[Task to complete] The listing below is to be reproduced in full, character for character.
++++++++
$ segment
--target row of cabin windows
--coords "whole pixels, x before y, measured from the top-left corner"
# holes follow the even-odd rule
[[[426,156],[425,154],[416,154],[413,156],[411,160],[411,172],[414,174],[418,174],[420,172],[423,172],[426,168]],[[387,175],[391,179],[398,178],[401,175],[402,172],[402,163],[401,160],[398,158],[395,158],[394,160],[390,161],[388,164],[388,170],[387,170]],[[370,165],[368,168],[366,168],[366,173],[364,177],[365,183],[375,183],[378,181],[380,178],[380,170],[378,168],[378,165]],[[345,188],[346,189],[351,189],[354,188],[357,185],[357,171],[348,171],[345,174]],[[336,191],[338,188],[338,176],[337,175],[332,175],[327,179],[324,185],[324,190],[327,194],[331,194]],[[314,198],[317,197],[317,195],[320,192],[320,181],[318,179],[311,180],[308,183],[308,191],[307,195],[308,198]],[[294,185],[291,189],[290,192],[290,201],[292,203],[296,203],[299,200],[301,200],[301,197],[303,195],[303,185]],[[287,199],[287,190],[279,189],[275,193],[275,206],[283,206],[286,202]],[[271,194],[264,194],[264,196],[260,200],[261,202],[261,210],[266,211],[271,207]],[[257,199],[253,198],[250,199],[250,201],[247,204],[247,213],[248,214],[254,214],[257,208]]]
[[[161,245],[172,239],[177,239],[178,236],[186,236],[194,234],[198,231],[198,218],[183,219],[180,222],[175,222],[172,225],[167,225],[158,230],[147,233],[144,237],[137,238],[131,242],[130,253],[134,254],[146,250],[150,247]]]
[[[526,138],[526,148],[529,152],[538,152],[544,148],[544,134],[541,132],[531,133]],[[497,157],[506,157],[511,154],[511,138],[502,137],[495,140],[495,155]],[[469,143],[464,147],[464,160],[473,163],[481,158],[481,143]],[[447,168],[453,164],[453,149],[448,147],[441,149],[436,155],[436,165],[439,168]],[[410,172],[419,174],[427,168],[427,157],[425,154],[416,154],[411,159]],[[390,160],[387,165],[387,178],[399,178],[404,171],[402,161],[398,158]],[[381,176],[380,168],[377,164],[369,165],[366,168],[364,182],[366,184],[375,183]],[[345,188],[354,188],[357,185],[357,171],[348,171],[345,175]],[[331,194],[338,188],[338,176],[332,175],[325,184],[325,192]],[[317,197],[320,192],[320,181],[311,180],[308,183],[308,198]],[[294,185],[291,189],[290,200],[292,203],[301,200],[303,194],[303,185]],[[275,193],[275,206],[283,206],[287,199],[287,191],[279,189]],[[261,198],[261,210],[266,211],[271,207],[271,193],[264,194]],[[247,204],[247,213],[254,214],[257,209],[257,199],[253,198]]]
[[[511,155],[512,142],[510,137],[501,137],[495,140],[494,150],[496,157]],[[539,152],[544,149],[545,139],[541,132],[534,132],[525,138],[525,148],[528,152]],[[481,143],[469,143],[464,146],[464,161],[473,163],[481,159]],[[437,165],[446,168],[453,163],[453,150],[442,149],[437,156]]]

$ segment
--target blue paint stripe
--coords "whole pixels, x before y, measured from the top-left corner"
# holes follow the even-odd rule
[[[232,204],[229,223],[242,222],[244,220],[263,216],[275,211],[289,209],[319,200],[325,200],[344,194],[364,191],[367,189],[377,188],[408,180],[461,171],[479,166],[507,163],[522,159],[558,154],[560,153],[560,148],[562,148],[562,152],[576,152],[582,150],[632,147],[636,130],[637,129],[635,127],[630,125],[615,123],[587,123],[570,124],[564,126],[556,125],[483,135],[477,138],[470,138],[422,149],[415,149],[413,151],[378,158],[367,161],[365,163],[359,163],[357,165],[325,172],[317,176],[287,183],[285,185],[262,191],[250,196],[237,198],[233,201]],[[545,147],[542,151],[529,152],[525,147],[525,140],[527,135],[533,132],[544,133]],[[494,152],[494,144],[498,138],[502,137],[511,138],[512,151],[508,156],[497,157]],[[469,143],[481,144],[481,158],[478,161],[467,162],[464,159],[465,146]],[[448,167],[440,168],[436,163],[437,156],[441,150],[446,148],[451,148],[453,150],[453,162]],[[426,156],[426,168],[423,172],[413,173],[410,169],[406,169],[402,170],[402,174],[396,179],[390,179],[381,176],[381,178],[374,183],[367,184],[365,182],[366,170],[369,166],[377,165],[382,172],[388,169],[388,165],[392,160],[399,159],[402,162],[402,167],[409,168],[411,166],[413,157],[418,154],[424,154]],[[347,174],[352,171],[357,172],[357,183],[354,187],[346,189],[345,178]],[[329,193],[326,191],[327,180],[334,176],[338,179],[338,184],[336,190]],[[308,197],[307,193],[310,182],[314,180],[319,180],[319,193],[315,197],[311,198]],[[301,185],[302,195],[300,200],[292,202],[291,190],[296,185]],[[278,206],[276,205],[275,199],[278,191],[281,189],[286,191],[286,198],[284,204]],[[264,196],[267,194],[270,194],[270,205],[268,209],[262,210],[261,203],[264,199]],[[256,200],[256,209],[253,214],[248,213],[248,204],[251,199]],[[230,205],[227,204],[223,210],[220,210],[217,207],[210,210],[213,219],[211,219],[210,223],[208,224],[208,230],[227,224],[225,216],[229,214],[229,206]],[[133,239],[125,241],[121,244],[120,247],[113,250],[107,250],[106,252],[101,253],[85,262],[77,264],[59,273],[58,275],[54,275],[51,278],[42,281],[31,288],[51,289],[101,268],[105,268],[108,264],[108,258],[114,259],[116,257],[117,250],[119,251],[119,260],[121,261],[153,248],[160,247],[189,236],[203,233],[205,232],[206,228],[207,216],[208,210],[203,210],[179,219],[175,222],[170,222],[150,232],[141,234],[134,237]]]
++++++++
[Response below]
$ segment
--target row of cabin windows
--coords "whole pixels, x before y, measured from the top-left corner"
# holes follow the even-odd rule
[[[426,156],[425,154],[416,154],[413,156],[411,160],[411,172],[414,174],[418,174],[420,172],[423,172],[426,168]],[[387,175],[391,179],[398,178],[401,175],[402,172],[402,163],[401,160],[398,158],[395,158],[394,160],[390,161],[388,164],[388,170],[387,170]],[[370,165],[368,168],[366,168],[366,173],[364,177],[365,183],[375,183],[378,181],[380,178],[380,170],[378,168],[378,165]],[[345,188],[346,189],[351,189],[354,188],[357,185],[357,171],[348,171],[345,174]],[[336,191],[338,188],[338,176],[337,175],[332,175],[327,179],[324,185],[324,190],[327,194],[331,194]],[[314,198],[317,197],[317,195],[320,192],[320,181],[318,179],[311,180],[308,183],[308,191],[307,195],[308,198]],[[294,185],[291,189],[290,192],[290,201],[292,203],[296,203],[299,200],[301,200],[301,197],[303,195],[303,185]],[[287,199],[287,190],[279,189],[275,193],[275,206],[283,206],[286,202]],[[271,194],[264,194],[264,196],[260,200],[261,202],[261,210],[266,211],[271,207]],[[257,199],[253,198],[250,199],[250,201],[247,204],[247,213],[248,214],[254,214],[257,208]]]
[[[161,245],[172,239],[177,239],[178,236],[186,236],[194,234],[198,231],[198,218],[183,219],[180,222],[175,222],[172,225],[167,225],[158,230],[147,233],[144,237],[137,238],[131,242],[130,253],[134,254],[146,250],[150,247]]]
[[[526,138],[526,148],[529,152],[538,152],[544,148],[544,134],[541,132],[531,133]],[[497,157],[506,157],[511,154],[511,138],[502,137],[495,140],[495,155]],[[469,143],[464,147],[464,160],[473,163],[481,158],[481,143]],[[447,168],[453,164],[453,149],[448,147],[441,149],[436,155],[436,165],[439,168]],[[410,172],[419,174],[427,168],[427,157],[425,154],[416,154],[411,159]],[[390,160],[387,165],[387,178],[399,178],[404,171],[402,161],[398,158]],[[381,176],[380,168],[377,164],[369,165],[366,168],[364,182],[366,184],[375,183]],[[345,188],[354,188],[357,185],[357,171],[348,171],[345,175]],[[331,194],[338,188],[338,176],[332,175],[325,184],[325,192]],[[317,197],[320,192],[320,181],[311,180],[308,183],[308,198]],[[294,185],[291,189],[290,200],[292,203],[301,200],[303,194],[303,185]],[[275,193],[275,206],[283,206],[287,199],[287,191],[279,189]],[[261,198],[261,210],[266,211],[271,207],[271,193],[264,194]],[[247,204],[247,213],[254,214],[257,209],[257,199],[253,198]]]
[[[511,155],[512,142],[510,137],[501,137],[495,140],[494,150],[496,157]],[[539,152],[544,149],[545,139],[541,132],[534,132],[525,138],[525,148],[528,152]],[[481,143],[469,143],[464,146],[464,161],[473,163],[481,159]],[[437,165],[446,168],[453,163],[453,150],[442,149],[437,156]]]

$ segment
--target blue paint stripe
--coords "whole pixels, x before y, measured from the top-left corner"
# holes follow the even-odd rule
[[[232,204],[229,223],[242,222],[244,220],[263,216],[275,211],[289,209],[319,200],[325,200],[344,194],[364,191],[367,189],[377,188],[408,180],[461,171],[479,166],[507,163],[522,159],[558,154],[560,153],[560,148],[562,148],[562,152],[576,152],[582,150],[632,147],[636,130],[637,129],[635,127],[630,125],[615,123],[587,123],[570,124],[564,126],[556,125],[483,135],[477,138],[470,138],[422,149],[415,149],[413,151],[378,158],[367,161],[365,163],[359,163],[357,165],[325,172],[317,176],[287,183],[285,185],[262,191],[250,196],[237,198],[233,201]],[[545,147],[542,151],[529,152],[525,147],[525,140],[527,135],[533,132],[544,133]],[[494,152],[494,144],[498,138],[502,137],[511,138],[512,151],[508,156],[497,157]],[[469,143],[481,144],[481,158],[478,161],[467,162],[464,159],[465,146]],[[448,167],[440,168],[436,163],[437,156],[441,150],[446,148],[451,148],[453,150],[453,162]],[[426,156],[426,168],[423,172],[413,173],[410,169],[406,169],[402,170],[402,174],[396,179],[390,179],[381,176],[381,178],[374,183],[367,184],[365,182],[366,170],[369,166],[377,165],[382,172],[388,169],[388,165],[392,160],[399,159],[402,162],[402,167],[409,168],[411,166],[413,157],[418,154],[424,154]],[[347,174],[352,171],[357,172],[357,183],[354,187],[346,189],[345,178]],[[329,193],[326,191],[327,180],[334,176],[338,179],[338,184],[336,190]],[[308,197],[307,193],[310,182],[314,180],[319,180],[319,193],[315,197],[311,198]],[[301,185],[302,195],[300,200],[292,202],[291,190],[296,185]],[[278,206],[276,205],[275,199],[278,191],[281,189],[286,191],[286,198],[284,204]],[[264,196],[267,194],[270,194],[270,205],[268,209],[262,210],[261,203],[264,199]],[[256,200],[256,209],[253,214],[248,213],[248,204],[251,199]],[[230,205],[227,204],[223,210],[220,210],[217,207],[210,210],[213,219],[211,219],[210,223],[208,224],[208,230],[227,224],[225,216],[229,214],[229,206]],[[133,239],[125,241],[121,244],[120,247],[113,250],[107,250],[106,252],[101,253],[85,262],[77,264],[59,273],[58,275],[54,275],[51,278],[42,281],[31,288],[51,289],[101,268],[105,268],[108,264],[108,258],[114,259],[116,257],[117,250],[119,251],[119,260],[121,261],[153,248],[160,247],[189,236],[203,233],[205,232],[206,228],[207,216],[208,210],[203,210],[179,219],[175,222],[170,222],[150,232],[141,234],[134,237]]]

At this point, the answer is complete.